▸ Problem to work on
In the data below, find the line containing "band in the photo above.", then set down that line and every later line up to and including the line containing "Target: pen clip", exactly.

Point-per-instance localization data

....................

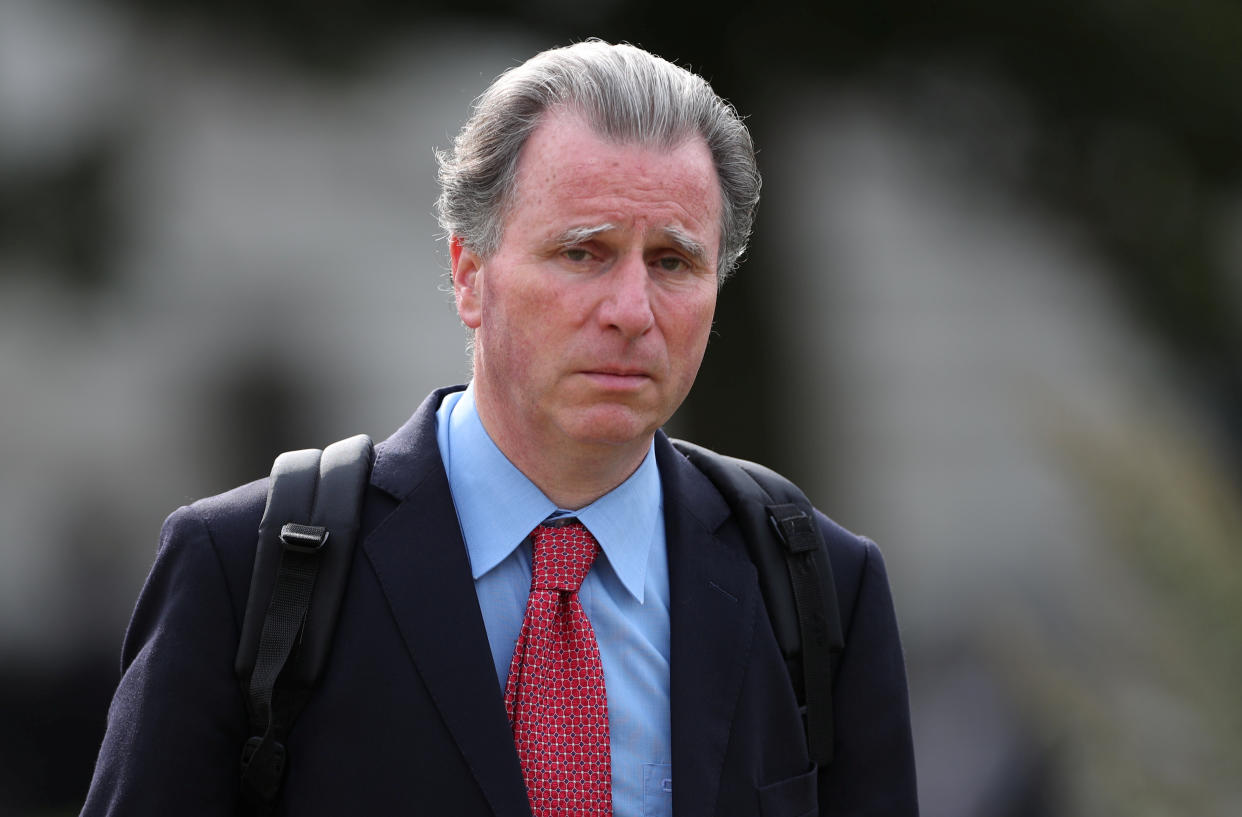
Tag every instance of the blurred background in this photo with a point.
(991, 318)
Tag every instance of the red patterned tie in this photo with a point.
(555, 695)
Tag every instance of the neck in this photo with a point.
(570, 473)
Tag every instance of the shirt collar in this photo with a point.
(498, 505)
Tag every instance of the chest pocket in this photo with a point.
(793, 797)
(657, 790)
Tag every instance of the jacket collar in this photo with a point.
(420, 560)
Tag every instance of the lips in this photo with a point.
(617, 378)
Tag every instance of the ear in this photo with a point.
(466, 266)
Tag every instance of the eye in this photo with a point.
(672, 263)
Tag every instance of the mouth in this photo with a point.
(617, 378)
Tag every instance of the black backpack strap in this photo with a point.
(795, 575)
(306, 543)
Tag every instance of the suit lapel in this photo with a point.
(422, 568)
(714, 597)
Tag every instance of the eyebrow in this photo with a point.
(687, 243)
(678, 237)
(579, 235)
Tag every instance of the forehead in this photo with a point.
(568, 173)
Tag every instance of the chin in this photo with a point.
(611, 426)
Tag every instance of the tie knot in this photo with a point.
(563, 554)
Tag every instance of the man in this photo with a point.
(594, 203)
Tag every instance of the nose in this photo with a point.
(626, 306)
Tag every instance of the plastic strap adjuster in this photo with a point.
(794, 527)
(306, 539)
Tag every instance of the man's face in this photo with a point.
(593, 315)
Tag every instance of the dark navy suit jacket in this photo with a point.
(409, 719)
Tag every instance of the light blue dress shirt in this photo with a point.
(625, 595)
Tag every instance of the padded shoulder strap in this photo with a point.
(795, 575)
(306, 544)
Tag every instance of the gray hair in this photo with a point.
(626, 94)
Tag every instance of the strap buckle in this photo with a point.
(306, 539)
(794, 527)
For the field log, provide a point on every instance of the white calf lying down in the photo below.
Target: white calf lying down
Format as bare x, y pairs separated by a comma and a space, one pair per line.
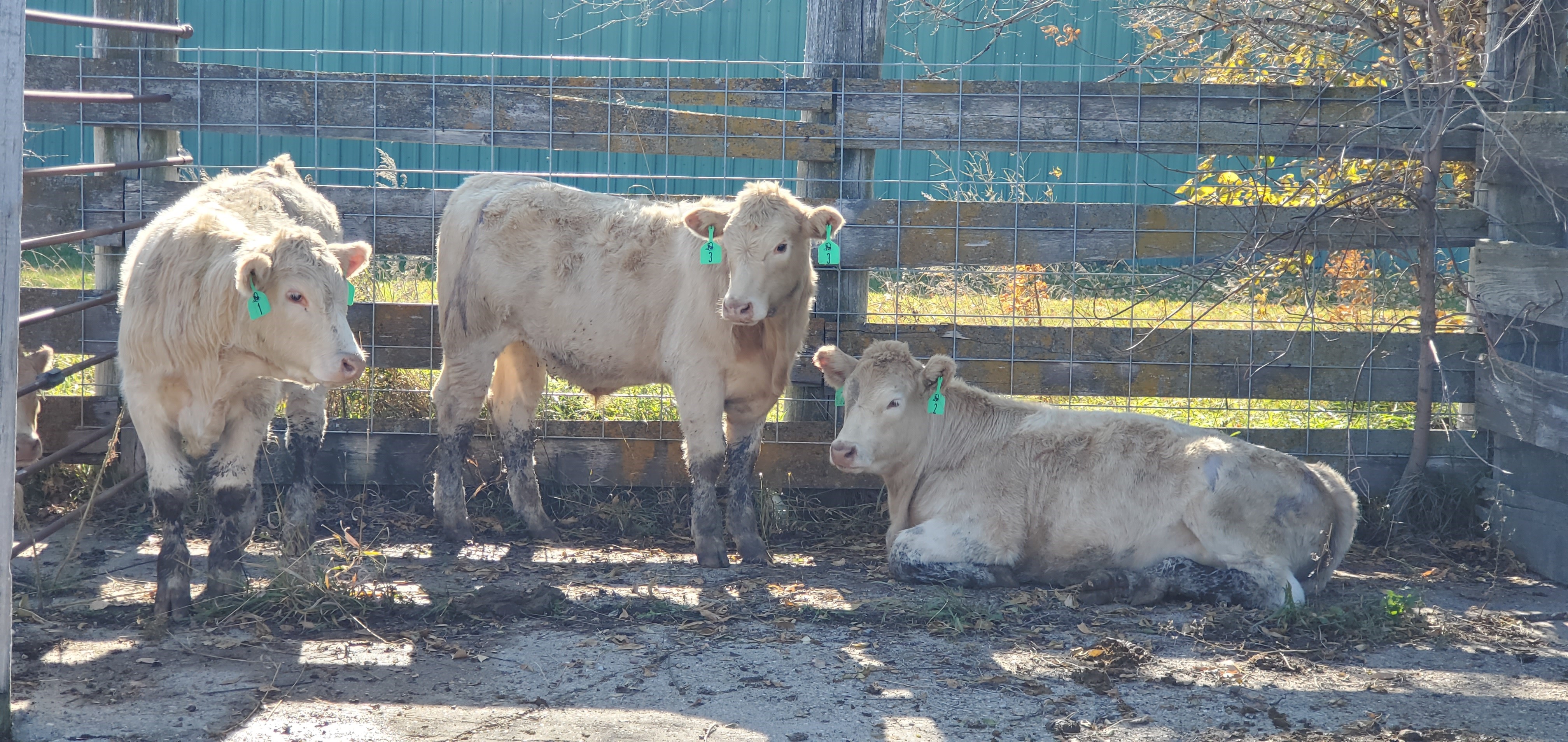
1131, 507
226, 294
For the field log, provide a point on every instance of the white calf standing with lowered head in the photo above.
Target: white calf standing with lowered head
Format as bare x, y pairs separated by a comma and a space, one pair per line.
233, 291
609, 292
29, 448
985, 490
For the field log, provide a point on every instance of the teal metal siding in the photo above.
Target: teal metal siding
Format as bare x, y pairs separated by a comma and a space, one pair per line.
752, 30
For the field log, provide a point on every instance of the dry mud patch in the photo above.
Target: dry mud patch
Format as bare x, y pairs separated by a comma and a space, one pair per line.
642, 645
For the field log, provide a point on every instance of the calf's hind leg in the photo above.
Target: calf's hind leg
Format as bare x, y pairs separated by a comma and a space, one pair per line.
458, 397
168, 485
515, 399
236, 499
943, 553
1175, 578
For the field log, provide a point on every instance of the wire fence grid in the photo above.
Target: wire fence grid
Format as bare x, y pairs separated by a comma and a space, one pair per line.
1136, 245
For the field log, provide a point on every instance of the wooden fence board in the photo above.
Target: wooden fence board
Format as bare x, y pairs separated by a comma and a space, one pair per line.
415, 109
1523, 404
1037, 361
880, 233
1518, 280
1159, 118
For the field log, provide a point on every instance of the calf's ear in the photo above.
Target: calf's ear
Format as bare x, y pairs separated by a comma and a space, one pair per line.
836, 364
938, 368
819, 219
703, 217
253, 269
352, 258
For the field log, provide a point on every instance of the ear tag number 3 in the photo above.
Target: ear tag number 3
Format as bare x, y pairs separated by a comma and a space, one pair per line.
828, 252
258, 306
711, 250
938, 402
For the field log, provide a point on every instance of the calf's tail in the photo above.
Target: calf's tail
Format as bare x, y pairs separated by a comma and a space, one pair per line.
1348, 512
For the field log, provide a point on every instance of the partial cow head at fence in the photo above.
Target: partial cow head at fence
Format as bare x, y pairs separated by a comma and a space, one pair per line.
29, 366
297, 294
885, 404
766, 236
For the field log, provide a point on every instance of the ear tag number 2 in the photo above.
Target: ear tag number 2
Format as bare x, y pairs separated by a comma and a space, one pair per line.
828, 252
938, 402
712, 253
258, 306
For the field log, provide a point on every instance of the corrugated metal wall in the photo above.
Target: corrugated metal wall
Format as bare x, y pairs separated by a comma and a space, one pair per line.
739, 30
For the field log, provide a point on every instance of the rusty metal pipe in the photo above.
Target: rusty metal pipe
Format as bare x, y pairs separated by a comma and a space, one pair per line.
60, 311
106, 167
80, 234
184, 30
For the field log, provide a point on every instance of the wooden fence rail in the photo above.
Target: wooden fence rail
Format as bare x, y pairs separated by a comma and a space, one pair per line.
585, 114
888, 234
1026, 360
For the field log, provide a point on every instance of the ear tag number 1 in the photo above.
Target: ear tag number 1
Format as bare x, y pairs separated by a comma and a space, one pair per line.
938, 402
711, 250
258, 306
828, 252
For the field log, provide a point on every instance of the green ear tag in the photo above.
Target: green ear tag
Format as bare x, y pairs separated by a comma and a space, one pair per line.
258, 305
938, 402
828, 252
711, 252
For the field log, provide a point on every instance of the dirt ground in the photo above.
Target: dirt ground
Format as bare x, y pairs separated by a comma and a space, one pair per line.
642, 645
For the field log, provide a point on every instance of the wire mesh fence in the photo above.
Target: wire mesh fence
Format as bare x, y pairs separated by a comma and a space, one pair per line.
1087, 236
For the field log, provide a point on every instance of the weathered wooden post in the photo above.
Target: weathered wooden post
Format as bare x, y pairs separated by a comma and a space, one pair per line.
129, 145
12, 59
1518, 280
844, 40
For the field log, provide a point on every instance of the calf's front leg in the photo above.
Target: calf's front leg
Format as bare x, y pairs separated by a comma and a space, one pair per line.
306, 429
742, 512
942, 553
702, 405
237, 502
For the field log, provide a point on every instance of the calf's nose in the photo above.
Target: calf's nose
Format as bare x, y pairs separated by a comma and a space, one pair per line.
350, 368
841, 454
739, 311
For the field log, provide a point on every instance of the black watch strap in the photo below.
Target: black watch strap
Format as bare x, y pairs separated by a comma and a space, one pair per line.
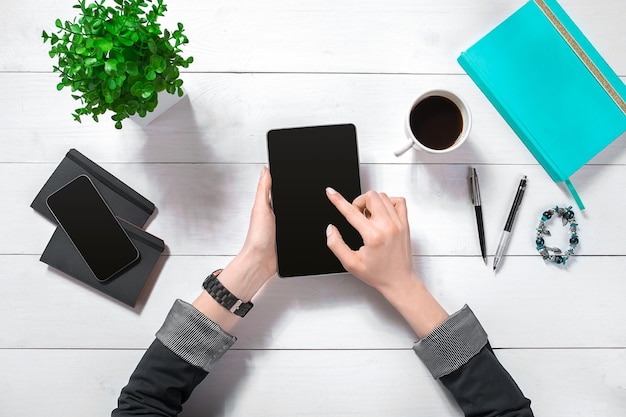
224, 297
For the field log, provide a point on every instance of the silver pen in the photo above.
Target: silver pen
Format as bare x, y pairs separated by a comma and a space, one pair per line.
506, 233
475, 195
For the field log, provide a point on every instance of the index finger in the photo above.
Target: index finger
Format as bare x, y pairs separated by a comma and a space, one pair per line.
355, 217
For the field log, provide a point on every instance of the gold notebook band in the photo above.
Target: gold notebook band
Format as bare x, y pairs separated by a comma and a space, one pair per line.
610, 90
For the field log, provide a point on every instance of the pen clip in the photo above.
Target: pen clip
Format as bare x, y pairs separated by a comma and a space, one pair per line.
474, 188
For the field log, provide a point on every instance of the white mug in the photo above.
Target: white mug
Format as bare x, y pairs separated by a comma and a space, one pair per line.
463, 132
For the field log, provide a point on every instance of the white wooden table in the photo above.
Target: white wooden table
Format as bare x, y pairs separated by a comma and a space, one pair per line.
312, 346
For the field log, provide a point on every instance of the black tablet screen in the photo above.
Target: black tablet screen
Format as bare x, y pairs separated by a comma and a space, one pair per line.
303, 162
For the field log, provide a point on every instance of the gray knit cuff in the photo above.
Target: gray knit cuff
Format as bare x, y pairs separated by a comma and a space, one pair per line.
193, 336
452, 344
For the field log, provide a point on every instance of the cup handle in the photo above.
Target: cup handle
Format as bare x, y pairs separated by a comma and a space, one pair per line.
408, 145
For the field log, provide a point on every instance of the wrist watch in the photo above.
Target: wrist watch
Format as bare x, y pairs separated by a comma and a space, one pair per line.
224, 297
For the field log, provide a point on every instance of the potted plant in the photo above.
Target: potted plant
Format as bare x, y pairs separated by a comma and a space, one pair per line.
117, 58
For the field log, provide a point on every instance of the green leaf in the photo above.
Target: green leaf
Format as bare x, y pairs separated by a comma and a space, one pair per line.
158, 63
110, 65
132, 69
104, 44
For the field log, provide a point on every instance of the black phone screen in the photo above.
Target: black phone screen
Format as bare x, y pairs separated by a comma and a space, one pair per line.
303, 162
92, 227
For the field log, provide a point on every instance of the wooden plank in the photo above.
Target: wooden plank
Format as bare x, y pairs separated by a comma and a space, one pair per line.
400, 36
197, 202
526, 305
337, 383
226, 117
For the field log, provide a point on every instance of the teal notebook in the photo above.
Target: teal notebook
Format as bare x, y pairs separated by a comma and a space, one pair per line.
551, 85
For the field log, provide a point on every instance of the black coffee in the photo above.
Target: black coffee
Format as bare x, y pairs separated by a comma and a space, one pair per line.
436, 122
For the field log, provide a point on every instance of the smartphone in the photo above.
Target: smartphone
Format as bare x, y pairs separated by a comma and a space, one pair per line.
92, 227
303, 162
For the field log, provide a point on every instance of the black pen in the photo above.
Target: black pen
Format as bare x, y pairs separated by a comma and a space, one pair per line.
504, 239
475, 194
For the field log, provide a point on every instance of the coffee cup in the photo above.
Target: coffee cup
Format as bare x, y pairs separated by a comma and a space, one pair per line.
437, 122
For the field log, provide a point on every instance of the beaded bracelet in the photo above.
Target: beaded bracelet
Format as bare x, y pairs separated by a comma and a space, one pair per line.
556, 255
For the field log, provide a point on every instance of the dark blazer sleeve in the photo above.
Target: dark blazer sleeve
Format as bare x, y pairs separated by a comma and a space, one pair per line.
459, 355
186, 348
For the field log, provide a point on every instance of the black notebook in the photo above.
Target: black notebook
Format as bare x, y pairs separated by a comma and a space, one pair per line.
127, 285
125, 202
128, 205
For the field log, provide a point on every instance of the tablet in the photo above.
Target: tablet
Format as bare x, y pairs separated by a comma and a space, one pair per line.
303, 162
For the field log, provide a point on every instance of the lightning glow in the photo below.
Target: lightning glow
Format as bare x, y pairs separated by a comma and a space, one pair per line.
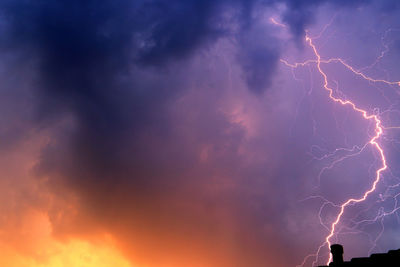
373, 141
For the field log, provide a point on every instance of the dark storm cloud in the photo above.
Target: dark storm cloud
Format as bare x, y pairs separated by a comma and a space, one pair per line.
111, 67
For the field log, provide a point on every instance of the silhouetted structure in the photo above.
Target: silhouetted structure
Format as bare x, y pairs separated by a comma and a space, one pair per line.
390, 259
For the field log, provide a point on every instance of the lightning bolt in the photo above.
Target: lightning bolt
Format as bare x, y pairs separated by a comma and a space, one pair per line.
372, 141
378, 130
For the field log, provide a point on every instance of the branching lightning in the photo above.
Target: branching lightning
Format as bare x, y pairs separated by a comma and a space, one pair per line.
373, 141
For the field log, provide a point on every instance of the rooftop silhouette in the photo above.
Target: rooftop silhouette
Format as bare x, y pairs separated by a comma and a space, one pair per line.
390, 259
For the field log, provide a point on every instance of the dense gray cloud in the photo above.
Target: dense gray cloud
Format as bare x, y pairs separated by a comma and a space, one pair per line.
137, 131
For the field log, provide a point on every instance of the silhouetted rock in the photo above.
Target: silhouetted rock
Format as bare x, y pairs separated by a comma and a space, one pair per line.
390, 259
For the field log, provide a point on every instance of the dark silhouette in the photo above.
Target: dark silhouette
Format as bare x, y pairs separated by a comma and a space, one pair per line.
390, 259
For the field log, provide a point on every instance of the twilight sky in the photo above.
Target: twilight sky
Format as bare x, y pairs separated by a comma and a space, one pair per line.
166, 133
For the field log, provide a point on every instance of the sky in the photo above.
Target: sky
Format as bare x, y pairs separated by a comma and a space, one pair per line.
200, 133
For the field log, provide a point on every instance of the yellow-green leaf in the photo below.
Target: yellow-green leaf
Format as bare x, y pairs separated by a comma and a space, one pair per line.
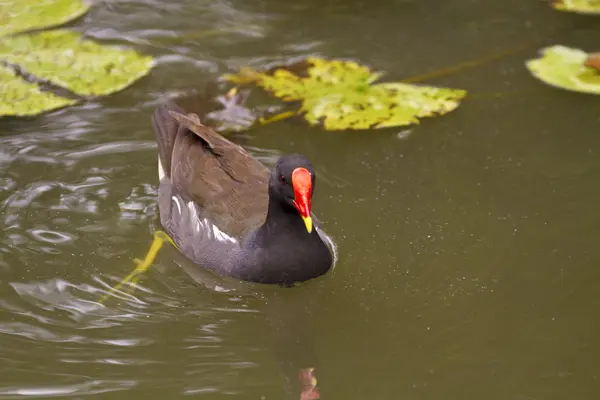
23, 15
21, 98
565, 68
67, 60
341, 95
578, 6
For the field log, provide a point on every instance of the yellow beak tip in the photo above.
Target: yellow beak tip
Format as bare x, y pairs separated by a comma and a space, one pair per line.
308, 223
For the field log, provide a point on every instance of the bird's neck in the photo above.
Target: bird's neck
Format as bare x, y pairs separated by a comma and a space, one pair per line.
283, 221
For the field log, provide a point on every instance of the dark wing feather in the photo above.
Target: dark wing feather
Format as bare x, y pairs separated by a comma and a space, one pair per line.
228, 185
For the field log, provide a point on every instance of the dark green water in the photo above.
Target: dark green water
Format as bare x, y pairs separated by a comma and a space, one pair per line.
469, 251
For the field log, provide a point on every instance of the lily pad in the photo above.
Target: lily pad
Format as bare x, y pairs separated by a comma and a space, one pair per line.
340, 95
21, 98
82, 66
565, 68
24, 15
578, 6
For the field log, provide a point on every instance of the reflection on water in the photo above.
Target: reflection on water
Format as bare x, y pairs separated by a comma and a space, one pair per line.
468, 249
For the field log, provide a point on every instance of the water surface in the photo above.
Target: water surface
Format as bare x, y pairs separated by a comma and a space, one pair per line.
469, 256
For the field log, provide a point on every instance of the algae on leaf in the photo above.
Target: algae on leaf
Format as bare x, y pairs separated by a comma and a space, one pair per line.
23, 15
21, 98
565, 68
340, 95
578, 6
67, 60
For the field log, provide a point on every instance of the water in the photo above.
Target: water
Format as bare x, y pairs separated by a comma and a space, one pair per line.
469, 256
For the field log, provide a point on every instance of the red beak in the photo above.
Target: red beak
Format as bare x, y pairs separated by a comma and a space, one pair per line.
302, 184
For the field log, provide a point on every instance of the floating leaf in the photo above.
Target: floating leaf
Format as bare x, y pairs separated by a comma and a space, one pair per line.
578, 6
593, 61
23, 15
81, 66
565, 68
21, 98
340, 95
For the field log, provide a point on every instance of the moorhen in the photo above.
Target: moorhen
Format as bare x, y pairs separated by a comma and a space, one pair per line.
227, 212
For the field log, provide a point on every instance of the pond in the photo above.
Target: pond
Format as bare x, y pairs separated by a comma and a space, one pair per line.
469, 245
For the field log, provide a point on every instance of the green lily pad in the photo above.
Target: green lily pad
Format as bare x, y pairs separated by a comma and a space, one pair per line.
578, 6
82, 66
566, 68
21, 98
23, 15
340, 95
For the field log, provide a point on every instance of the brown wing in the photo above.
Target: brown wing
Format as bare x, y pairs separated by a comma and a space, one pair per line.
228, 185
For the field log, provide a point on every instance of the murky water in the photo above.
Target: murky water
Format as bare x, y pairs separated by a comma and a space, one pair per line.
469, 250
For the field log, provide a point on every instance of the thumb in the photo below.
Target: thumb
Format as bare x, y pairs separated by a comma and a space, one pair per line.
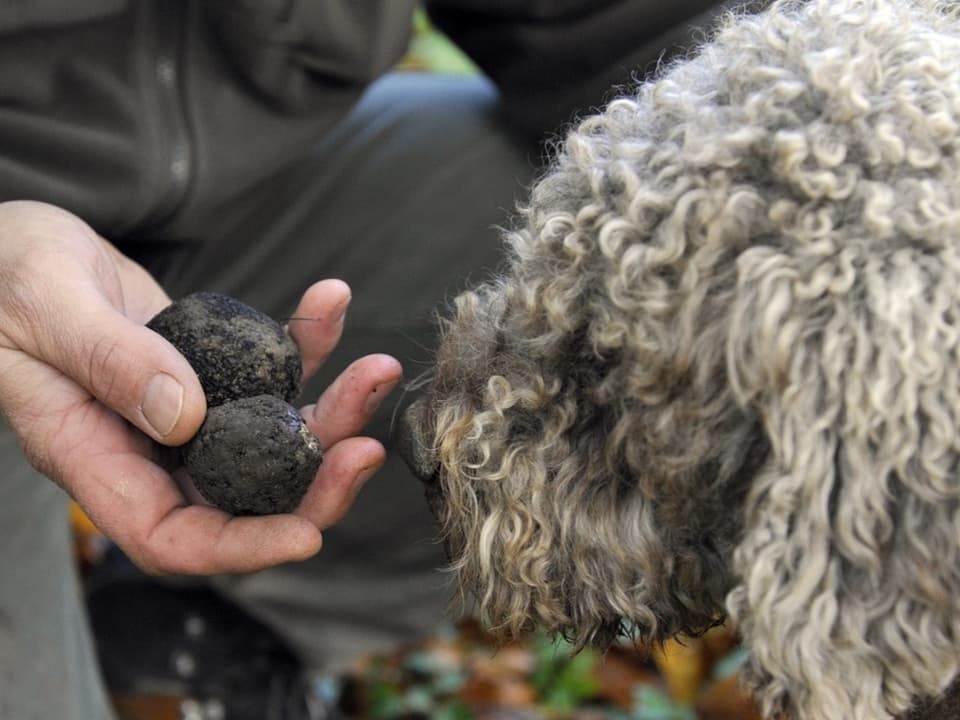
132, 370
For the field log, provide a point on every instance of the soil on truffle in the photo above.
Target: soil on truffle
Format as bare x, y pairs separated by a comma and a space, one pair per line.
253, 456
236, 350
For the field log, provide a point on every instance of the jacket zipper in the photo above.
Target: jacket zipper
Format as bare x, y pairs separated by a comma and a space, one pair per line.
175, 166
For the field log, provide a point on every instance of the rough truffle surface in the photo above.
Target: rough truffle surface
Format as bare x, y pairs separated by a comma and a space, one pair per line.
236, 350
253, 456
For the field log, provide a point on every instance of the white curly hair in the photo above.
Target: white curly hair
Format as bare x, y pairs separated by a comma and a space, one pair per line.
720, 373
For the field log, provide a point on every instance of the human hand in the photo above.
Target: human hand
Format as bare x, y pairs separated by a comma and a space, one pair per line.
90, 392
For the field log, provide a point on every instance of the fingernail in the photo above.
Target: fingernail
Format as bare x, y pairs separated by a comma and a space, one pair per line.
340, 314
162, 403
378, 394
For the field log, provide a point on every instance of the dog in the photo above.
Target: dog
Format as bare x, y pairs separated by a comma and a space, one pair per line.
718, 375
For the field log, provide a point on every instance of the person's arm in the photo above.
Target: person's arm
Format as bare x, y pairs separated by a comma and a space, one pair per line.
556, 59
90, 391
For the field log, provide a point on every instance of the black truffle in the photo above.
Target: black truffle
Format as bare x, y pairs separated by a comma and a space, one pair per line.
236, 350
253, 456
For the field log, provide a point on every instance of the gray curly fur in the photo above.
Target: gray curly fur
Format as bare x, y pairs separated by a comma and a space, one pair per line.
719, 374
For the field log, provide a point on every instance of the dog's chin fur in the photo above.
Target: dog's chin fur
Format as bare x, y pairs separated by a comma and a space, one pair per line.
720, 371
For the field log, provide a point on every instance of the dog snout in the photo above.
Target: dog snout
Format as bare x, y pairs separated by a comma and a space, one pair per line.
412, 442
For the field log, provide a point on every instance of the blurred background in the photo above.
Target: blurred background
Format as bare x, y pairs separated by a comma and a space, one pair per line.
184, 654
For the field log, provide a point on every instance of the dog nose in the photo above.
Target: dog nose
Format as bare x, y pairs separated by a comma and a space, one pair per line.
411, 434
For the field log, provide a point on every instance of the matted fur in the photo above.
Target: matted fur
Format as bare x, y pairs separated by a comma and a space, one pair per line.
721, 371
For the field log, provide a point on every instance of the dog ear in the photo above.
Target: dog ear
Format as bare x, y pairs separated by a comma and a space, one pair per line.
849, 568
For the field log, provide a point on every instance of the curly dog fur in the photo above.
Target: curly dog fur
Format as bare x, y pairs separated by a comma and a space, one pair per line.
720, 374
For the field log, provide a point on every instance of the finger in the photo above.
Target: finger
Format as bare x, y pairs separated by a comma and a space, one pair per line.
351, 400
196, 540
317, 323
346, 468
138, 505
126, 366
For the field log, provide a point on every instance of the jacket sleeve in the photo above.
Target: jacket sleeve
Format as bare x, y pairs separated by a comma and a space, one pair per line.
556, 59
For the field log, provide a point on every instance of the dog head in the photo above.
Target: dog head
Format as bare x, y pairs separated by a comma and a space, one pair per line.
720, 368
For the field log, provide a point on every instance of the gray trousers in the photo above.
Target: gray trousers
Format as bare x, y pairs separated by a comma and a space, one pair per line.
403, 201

....................

▸ Exercise answer
For the field log, provide a point on every instance of the gold notebook band in the photo above.
Target: gold notebook band
Format as bare x, y pairs separated by a comma and a space, one pair per line.
610, 90
For the field log, provide a point on every instance of the pen clip in the photo above.
Target: pen clip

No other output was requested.